(Beginning of EXTRACTED TEXT)

Seek and ye shall maybe find
© GenomeBiology.com 2000
Published: 10 November 2000
The other day I became what George Orwell might have called an unperson. I was searching the US National Library of Medicine's Medline database for an article that I wrote a number of years ago. I wanted to cite it in a paper I was writing (hardly anyone else cites it these days, so I like to; besides, it actually was relevant), and it was easier just to download the citation than to dig it out of my reference database since I was logged on to Medline anyway. But I couldn't find it. Searching with my name, the names of my coauthors, the journal and year, the title keywords - all failed. Anyone who saw the classic, creepy 1960s television series The Twilight Zone will understand how I felt. I actually went to my files and dug out the reprint so I could be certain I really had written the paper and wasn't in the grip of some grotesque delusion. (At my age, it never hurts to check one's memory.)
It took me a while to realize what had happened. The paper was published in Science, a journal that covers all scientific disciplines, and although the subject matter was a new technique that we applied to structural biology, the title might have led one to conclude that the paper was about computer science. Someone obviously did conclude that, and so the reference was never entered into Medline, which focuses on medicine and the basic life sciences. Anyone searching for past publications on that topic who used only Medline to conduct the search would, in all probability, never learn that our work had been done.
The experience caused me to consider another of the consequences of the 'Age of Genomics': we are all becoming conditioned to rely on databases, and to believe that they constitute a complete repository of the available relevant information. This belief is largely justified for sequence databases (with the significant exception of some sequence data from the private sector), a fact that has contributed to a much less justified faith in other databases.
Nowhere is this phenomenon more apparent than in the blind trust students - and, let's face it, the rest of us - place in computerized literature searches. There is no denying their value. Assembling a collection of references for a research article or review is orders of magnitude faster using such tools than it would be by hand. But this efficiency comes with a hidden cost: many of the literature databases, especially the free ones, limit their coverage in ways that are not obvious to the casual user. I don't mean to pick on Medline specifically, but it is the most widely-used literature database, at least in the US, so it is useful to consider it as an example. As my experience indicates, not every article that belongs in Medline finds its way there.

(End of EXTRACTED TEXT)
(Beginning of DATA FOR ANALYSIS)

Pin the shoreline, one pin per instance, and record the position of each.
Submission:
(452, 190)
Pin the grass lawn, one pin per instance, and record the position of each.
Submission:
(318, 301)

(End of DATA FOR ANALYSIS)

▶ [WORK INSTRUCTION A]: In the essay on literature databases, which journal published the author's paper that could not be found in Medline?
▶ [WORK INSTRUCTION B]: Using the essay on literature databases, explain why the author's paper was never entered into Medline.
▶ [WORK INSTRUCTION C]: Continue the essay on literature databases from its last paragraph.
The data come from a separate source and are unrelated to the essay.

▶ [WRITTEN RESPONSE A]: Science.

▶ [WRITTEN RESPONSE B]: The paper's title suggested it was about computer science, even though it applied a new technique to structural biology. Someone concluded it was a computer science paper, and because Medline focuses on medicine and the basic life sciences, the reference was left out.

▶ [WRITTEN RESPONSE C]:
Nor does every journal. The Journal of the American Chemical Society is not covered, despite the fact that every issue contains more than a dozen articles on biological chemistry. Most other chemistry journals are also omitted. And a number of 'physics-related' journals such as Acta Crystallographica are also not comprehensively covered, despite the fact that they contain important articles on structural biology methods and results. These are all excellent journals, yet the best advice one could give a modern young life-scientist is to avoid publishing in them if one is trying to build a reputation, because papers published there risk invisibility.
Then there is the matter of history. Reference databases do not go back to the dawn of time. Medline goes only as far back as the 1960s for most journals, and the bulk of entries more than about twenty years old have no abstracts and so are less likely to be useful. Many search systems that access Medline do not search the entire database, and many other databases contain only the entries for the past ten or twenty years. It's bad enough that so many scientists today don't know the older literature - and so are more likely to reinvent the wheel - but it's far worse to realize that it won't be long before that literature won't ever be cited. There is a joke in science that papers more than ten years old aren't worth reading, but soon this may be no laughing matter.
I think there are two things that can help this situation. First, the scientific community needs to pressure database curators to be as inclusive as possible. This means not only a broad coverage in terms of journals, but also deep coverage into the older literature and more careful decisions about which articles belong in which database. Indeed, it is arguable that genomics, being interdisciplinary by its very nature, needs literature databases that cover nearly all of the physical and life sciences. Second, young scientists need to check periodically (pun intended) that their work has found its way into the proper databases. Doing a regular search for one's own oeuvre and notifying database curators of omissions and errors would help prevent out-of-body experiences like mine. In the end, we are all going to be subject to the vagaries of such information repositories. Databases are our new servants, but they are also our new masters.